▸ DATASET
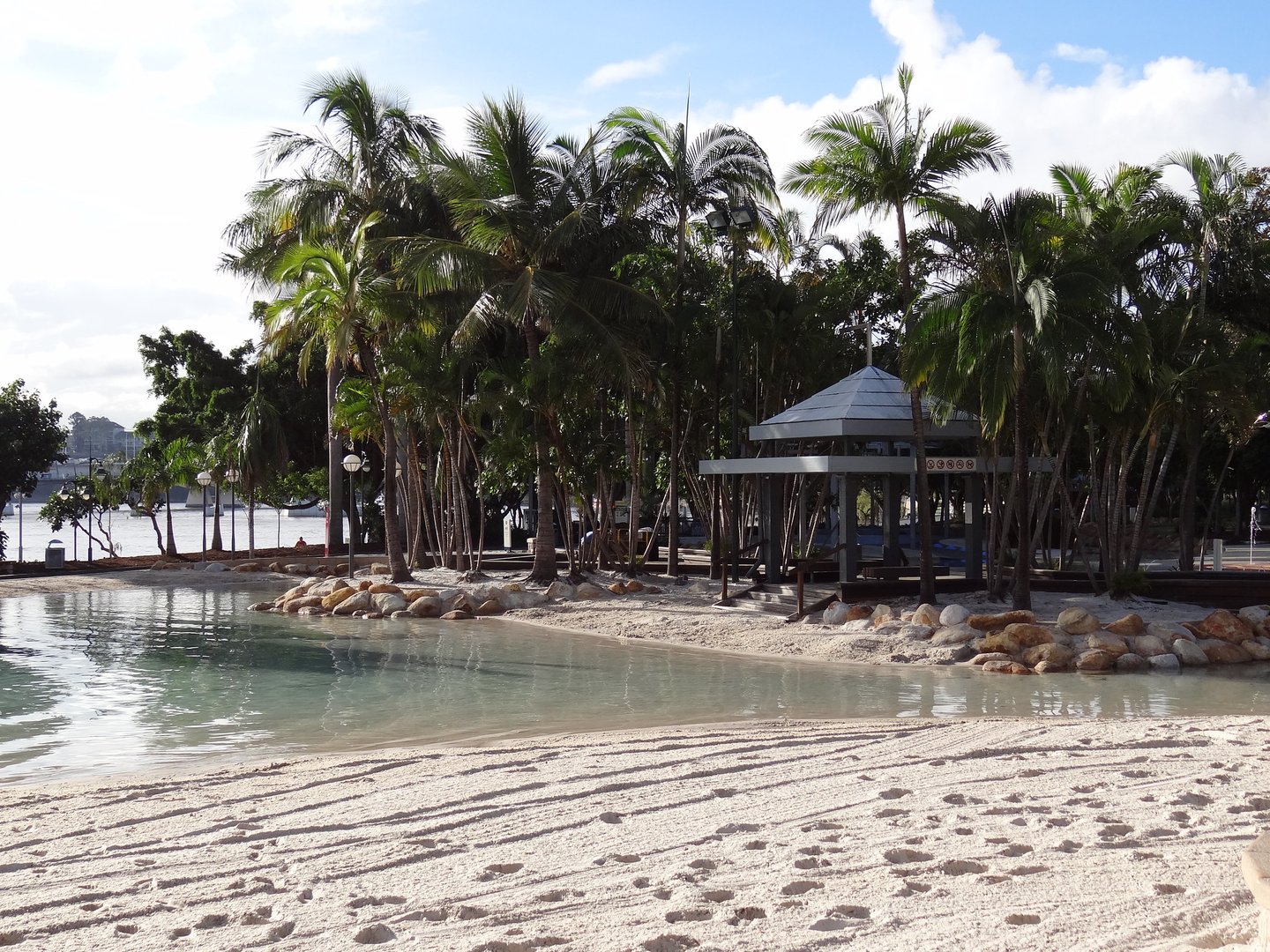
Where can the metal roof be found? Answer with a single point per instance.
(870, 403)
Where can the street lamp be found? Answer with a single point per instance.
(352, 464)
(728, 224)
(204, 480)
(231, 476)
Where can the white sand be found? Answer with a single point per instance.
(1033, 834)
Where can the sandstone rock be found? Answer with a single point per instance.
(1056, 657)
(952, 635)
(1108, 641)
(1129, 626)
(1095, 660)
(1227, 626)
(1006, 668)
(1256, 651)
(1221, 651)
(995, 622)
(426, 607)
(1189, 654)
(1131, 663)
(354, 602)
(927, 614)
(490, 607)
(998, 641)
(1027, 635)
(387, 602)
(1077, 621)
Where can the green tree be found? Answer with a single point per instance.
(884, 159)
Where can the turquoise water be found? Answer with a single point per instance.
(140, 680)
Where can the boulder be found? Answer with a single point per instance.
(927, 614)
(998, 641)
(1006, 668)
(1189, 654)
(1227, 626)
(355, 602)
(1095, 660)
(1220, 651)
(1256, 651)
(1027, 635)
(1077, 621)
(1131, 663)
(1106, 641)
(1056, 657)
(995, 622)
(952, 635)
(426, 607)
(1131, 626)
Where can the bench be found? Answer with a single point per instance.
(894, 573)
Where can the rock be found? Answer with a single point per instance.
(560, 589)
(1108, 641)
(1256, 651)
(1227, 626)
(952, 635)
(338, 596)
(1095, 660)
(387, 602)
(1053, 655)
(1221, 651)
(1027, 635)
(995, 622)
(355, 602)
(1006, 668)
(927, 614)
(1077, 621)
(1189, 654)
(426, 607)
(998, 641)
(1166, 663)
(1131, 663)
(1129, 626)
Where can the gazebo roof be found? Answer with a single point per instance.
(870, 403)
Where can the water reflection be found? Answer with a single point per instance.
(135, 680)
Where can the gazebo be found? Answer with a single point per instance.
(862, 427)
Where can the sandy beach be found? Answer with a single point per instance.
(1024, 834)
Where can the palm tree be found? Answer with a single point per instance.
(673, 179)
(360, 161)
(884, 159)
(537, 239)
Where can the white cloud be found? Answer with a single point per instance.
(615, 72)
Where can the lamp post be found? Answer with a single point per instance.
(231, 476)
(738, 217)
(204, 480)
(352, 464)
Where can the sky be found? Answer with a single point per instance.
(133, 127)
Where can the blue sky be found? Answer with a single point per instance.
(135, 135)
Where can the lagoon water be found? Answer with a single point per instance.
(170, 678)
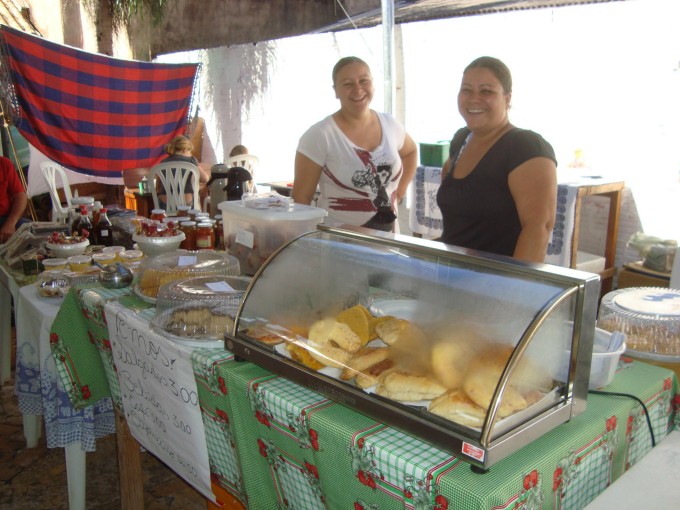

▸ BRIEF
Can you express all of the material above as a numbered list, dropping any blank lines and leaving the pictures out?

▸ TASK ANSWER
1. Where can the metal roof be found? Answer with a single point per instance.
2. (870, 403)
3. Where can the street lamp be found? Answer with a single point per instance.
4. (352, 464)
5. (728, 224)
6. (204, 480)
7. (231, 476)
8. Where can the white sand be found? Answer with a single point per instance.
9. (1033, 834)
10. Where can the sandstone rock be found? Answer with a single point per instance.
11. (1056, 657)
12. (952, 635)
13. (1108, 641)
14. (1129, 626)
15. (1095, 660)
16. (1227, 626)
17. (1006, 668)
18. (1256, 651)
19. (1221, 651)
20. (995, 622)
21. (426, 607)
22. (1189, 654)
23. (1131, 663)
24. (354, 602)
25. (927, 614)
26. (490, 607)
27. (998, 641)
28. (1027, 635)
29. (387, 602)
30. (1077, 621)
31. Where can the green tree be found? Answer with a single point per instance.
32. (884, 159)
33. Where can the turquoise water be found? Answer with a single point per instance.
34. (140, 680)
35. Where can the boulder be found? Answer with a single point per instance.
36. (927, 614)
37. (998, 641)
38. (1006, 668)
39. (1189, 654)
40. (1227, 626)
41. (355, 602)
42. (1095, 660)
43. (1220, 651)
44. (1256, 651)
45. (1027, 635)
46. (1077, 621)
47. (1131, 663)
48. (1106, 641)
49. (1056, 657)
50. (995, 622)
51. (952, 635)
52. (426, 607)
53. (1131, 626)
54. Where can the bench be found? Answer with a single point per instance.
55. (894, 573)
56. Where can the rock be found? Answer with a single point per instance.
57. (560, 589)
58. (1108, 641)
59. (1256, 651)
60. (1227, 626)
61. (952, 635)
62. (338, 596)
63. (1095, 660)
64. (387, 602)
65. (1053, 655)
66. (1221, 651)
67. (1027, 635)
68. (995, 622)
69. (355, 602)
70. (1006, 668)
71. (927, 614)
72. (1077, 621)
73. (1189, 654)
74. (426, 607)
75. (998, 641)
76. (1166, 663)
77. (1131, 663)
78. (1129, 626)
79. Where can the gazebo roof be found? Answer with a single point per instance.
80. (870, 403)
81. Where can the water reflection be found? Answer with a single point per instance.
82. (135, 680)
83. Where can the gazebo be found? Answer with a single point per instance.
84. (862, 427)
85. Where can the sandy beach be found? Answer with a single point per instance.
86. (1024, 834)
87. Where can the palm tree be found? Answer with a single point per instance.
88. (673, 179)
89. (360, 161)
90. (884, 159)
91. (537, 239)
92. Where can the white cloud be found? Answer with a single point per instance.
93. (615, 72)
94. Where can the lamp post be found? Answer with a single point per instance.
95. (231, 476)
96. (738, 217)
97. (204, 480)
98. (352, 464)
99. Where can the sky be found? Answer with a single point per instance.
100. (133, 127)
101. Where can the blue sky be found? Answer with a single point per instance.
102. (135, 135)
103. Where can the lagoon water be found? Answer with a single point per instance.
104. (170, 678)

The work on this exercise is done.